■ Prompt:
Locate the line that contains "Please point out the candy" in the entries below. Retype it and all following lines through the final one, character for character.

■ Dataset entries:
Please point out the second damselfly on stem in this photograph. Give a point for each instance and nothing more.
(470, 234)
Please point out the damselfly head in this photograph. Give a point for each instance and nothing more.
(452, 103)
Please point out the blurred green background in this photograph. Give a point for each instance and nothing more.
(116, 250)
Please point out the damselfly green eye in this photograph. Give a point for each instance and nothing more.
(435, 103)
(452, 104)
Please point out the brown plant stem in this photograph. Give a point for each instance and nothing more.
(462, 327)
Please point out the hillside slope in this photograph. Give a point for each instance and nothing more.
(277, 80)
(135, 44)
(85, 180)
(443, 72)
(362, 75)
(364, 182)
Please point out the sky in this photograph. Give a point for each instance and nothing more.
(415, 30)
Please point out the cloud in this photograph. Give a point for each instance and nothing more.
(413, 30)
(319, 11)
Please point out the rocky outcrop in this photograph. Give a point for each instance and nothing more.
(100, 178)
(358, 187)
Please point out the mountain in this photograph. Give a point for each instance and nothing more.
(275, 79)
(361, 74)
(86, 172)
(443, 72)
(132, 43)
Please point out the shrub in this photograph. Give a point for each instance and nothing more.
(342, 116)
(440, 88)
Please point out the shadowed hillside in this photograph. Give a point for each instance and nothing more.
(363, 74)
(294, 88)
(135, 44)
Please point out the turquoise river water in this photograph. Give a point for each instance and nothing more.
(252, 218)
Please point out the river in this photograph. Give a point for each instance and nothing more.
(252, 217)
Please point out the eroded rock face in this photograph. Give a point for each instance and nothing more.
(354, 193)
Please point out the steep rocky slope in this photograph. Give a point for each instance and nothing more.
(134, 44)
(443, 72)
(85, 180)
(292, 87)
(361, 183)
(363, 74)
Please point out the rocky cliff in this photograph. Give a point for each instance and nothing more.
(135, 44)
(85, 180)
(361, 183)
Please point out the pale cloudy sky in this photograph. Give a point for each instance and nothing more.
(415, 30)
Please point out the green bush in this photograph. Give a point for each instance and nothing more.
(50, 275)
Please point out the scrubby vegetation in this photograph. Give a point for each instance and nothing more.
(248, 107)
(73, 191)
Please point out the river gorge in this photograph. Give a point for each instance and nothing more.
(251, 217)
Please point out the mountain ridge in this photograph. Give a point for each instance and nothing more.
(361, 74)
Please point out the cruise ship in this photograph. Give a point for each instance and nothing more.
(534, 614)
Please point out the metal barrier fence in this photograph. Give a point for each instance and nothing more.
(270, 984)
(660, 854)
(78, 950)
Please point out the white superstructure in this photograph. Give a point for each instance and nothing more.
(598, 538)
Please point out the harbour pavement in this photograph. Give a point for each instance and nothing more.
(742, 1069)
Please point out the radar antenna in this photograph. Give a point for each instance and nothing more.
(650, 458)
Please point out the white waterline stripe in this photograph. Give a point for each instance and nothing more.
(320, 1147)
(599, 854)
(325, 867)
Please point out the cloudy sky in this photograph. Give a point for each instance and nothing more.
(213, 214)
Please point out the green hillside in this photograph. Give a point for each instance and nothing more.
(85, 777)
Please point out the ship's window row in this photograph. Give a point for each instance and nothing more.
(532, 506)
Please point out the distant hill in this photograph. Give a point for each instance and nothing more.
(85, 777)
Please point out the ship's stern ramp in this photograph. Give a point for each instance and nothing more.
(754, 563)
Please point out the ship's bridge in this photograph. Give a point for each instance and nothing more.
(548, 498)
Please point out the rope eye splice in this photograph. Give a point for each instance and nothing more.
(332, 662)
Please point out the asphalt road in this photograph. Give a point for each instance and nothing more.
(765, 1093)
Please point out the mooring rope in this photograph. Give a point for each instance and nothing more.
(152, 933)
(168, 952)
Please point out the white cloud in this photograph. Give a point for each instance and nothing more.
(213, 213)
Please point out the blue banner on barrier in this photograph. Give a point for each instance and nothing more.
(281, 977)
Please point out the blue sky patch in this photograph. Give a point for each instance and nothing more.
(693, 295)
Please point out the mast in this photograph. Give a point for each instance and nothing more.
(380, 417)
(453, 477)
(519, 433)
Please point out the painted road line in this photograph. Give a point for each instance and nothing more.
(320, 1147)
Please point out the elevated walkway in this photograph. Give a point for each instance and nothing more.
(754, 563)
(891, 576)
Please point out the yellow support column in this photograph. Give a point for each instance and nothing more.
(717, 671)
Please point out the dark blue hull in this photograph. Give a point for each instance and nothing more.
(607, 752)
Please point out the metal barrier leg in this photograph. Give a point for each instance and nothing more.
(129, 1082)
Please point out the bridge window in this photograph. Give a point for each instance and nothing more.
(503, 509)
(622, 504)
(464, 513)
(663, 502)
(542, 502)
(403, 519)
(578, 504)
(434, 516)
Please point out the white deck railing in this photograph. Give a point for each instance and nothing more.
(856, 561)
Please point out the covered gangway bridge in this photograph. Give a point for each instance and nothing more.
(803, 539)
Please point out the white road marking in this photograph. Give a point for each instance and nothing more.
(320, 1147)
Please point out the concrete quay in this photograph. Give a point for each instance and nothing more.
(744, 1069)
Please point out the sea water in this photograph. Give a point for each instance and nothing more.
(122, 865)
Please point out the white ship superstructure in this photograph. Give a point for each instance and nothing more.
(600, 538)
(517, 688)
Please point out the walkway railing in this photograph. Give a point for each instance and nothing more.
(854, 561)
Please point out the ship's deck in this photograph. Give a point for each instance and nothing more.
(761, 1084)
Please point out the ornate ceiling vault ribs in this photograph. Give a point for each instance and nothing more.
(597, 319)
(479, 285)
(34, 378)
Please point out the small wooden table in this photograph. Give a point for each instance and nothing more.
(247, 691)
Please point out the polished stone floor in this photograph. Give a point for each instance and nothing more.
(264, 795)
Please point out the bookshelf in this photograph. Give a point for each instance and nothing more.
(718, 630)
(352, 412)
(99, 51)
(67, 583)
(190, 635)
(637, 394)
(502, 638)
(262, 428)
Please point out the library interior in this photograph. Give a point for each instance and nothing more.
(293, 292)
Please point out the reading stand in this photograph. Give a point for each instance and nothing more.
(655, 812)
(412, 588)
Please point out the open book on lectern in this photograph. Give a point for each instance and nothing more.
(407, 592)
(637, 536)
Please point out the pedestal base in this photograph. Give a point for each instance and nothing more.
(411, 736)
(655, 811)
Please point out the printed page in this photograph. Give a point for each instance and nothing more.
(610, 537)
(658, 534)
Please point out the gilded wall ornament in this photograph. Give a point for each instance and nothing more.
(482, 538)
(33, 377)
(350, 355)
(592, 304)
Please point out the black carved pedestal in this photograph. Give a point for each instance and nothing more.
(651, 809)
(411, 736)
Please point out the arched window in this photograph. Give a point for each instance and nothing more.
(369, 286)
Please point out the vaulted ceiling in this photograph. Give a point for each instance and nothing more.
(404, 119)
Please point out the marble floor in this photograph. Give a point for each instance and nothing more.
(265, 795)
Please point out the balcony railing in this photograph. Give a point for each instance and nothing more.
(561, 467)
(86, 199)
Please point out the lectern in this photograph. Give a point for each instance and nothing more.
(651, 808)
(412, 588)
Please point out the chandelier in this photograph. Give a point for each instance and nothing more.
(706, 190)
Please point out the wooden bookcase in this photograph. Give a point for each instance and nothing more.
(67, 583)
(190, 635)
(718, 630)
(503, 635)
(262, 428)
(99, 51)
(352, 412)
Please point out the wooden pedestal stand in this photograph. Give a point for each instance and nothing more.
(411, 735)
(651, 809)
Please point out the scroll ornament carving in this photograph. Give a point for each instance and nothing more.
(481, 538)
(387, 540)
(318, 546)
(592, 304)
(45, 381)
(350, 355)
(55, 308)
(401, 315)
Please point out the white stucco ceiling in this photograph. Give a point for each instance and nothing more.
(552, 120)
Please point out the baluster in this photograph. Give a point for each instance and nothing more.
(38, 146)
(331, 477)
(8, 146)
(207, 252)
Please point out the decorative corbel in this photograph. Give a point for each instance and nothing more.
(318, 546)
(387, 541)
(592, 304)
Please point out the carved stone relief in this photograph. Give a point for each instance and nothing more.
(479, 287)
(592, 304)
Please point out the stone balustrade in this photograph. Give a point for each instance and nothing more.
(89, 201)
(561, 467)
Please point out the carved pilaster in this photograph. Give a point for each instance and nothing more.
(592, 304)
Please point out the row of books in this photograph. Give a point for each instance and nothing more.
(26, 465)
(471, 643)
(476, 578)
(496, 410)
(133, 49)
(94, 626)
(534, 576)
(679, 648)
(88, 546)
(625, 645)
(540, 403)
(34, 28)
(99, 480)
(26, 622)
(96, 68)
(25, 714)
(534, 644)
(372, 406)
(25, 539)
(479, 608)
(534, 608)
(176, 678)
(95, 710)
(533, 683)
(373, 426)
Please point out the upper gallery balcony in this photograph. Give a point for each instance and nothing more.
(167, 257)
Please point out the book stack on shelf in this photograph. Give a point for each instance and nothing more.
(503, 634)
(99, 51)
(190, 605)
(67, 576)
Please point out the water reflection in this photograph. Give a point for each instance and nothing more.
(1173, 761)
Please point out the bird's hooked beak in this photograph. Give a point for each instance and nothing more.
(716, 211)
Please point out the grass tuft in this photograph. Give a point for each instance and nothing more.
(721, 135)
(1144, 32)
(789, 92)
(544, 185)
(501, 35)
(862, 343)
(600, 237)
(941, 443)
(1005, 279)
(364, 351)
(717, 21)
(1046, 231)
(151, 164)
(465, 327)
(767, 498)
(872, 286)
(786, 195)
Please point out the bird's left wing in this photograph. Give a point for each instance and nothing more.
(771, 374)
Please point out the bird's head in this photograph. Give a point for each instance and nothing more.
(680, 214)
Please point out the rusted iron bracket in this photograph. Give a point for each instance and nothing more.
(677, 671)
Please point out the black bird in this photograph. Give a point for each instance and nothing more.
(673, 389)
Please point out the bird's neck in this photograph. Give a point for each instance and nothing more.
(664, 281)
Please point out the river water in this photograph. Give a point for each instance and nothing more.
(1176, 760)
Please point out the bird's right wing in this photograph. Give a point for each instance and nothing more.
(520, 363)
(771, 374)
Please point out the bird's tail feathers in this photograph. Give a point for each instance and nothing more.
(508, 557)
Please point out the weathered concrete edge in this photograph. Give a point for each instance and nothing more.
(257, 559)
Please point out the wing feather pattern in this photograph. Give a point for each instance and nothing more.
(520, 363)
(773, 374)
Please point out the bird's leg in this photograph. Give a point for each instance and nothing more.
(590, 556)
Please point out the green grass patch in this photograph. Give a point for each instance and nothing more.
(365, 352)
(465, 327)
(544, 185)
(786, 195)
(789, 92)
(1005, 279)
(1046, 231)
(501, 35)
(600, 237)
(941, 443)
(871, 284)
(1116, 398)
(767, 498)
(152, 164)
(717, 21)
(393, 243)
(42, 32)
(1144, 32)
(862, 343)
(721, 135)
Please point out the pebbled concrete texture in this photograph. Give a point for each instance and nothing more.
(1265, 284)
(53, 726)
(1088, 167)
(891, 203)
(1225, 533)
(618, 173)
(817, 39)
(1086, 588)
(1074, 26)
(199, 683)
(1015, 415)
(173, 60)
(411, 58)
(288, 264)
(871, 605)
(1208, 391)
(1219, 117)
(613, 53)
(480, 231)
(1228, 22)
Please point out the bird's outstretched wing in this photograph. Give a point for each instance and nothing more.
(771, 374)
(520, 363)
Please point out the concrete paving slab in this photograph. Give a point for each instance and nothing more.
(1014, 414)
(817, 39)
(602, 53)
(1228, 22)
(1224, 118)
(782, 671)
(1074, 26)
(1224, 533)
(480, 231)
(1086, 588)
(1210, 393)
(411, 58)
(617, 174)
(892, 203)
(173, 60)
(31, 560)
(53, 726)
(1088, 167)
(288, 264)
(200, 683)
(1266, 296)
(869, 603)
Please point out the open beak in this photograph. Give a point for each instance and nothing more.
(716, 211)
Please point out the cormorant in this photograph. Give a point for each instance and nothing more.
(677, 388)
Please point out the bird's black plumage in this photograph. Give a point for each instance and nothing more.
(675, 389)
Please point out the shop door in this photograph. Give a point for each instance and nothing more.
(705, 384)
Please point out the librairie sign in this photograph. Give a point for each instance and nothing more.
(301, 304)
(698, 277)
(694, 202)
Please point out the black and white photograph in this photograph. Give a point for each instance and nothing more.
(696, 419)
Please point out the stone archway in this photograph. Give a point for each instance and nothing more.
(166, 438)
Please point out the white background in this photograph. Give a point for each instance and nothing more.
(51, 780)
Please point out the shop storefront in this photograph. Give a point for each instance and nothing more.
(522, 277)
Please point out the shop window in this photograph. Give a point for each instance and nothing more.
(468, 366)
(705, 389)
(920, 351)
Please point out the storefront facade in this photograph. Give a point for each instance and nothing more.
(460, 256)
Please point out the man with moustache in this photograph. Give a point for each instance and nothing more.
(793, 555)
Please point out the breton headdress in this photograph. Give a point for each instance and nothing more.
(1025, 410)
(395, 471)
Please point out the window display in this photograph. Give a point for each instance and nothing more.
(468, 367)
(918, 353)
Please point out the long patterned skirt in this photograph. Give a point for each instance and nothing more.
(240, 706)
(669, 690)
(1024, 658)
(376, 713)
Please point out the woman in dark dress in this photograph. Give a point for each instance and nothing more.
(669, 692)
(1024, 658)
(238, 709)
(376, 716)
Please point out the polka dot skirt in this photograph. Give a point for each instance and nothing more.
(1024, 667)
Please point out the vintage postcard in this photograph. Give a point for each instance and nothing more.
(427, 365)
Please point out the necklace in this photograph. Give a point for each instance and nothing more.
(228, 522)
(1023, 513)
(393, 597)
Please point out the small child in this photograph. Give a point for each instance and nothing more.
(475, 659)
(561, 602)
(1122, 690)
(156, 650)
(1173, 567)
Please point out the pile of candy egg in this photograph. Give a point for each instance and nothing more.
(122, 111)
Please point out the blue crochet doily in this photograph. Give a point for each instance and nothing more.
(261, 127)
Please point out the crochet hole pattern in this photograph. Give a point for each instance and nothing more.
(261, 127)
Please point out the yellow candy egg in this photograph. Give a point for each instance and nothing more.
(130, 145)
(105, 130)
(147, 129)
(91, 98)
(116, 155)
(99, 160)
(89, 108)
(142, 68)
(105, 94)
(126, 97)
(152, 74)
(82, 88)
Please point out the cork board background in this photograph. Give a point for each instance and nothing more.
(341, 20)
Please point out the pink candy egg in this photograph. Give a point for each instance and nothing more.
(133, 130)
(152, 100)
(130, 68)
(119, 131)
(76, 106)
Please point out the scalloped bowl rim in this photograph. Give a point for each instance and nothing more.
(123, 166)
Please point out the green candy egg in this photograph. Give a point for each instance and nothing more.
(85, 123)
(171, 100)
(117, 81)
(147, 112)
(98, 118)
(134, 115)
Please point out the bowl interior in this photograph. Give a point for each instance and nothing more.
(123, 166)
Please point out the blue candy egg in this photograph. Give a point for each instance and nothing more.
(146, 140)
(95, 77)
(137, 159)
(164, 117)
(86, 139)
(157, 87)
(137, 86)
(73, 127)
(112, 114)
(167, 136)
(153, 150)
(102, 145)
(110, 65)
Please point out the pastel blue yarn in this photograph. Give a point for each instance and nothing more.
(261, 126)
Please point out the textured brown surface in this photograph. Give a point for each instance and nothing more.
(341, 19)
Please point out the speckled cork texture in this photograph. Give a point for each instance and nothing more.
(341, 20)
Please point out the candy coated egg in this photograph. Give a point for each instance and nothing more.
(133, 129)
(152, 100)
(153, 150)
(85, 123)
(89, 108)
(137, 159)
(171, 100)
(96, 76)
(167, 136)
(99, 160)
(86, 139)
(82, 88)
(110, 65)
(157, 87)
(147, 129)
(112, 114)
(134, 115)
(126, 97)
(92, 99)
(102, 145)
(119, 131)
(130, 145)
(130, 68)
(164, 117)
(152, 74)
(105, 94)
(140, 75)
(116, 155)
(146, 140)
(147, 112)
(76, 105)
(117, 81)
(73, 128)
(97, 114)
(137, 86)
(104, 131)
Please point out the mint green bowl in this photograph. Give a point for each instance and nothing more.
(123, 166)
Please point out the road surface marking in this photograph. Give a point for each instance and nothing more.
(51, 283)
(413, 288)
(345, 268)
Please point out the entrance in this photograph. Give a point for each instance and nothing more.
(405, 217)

■ Reply to the task:
Please point out the candy coated egg in this photograph. Give a point for each instance and nothing more.
(133, 129)
(152, 100)
(153, 150)
(85, 123)
(89, 108)
(137, 159)
(171, 100)
(96, 76)
(167, 136)
(99, 160)
(86, 139)
(82, 88)
(110, 65)
(157, 87)
(147, 129)
(112, 114)
(134, 115)
(126, 97)
(92, 99)
(102, 145)
(119, 131)
(130, 145)
(130, 68)
(164, 117)
(152, 74)
(105, 94)
(140, 75)
(116, 155)
(146, 140)
(147, 112)
(76, 105)
(117, 81)
(73, 128)
(97, 114)
(137, 86)
(104, 131)
Please point out the mint green bowl in this photograph. Give a point for each instance and nothing more.
(123, 166)
Please point out the road surface marking in this photograph. Give a point for each instance and nothing more.
(51, 283)
(413, 288)
(345, 268)
Please point out the entrance in this photograph. Give a point for each instance and nothing more.
(405, 217)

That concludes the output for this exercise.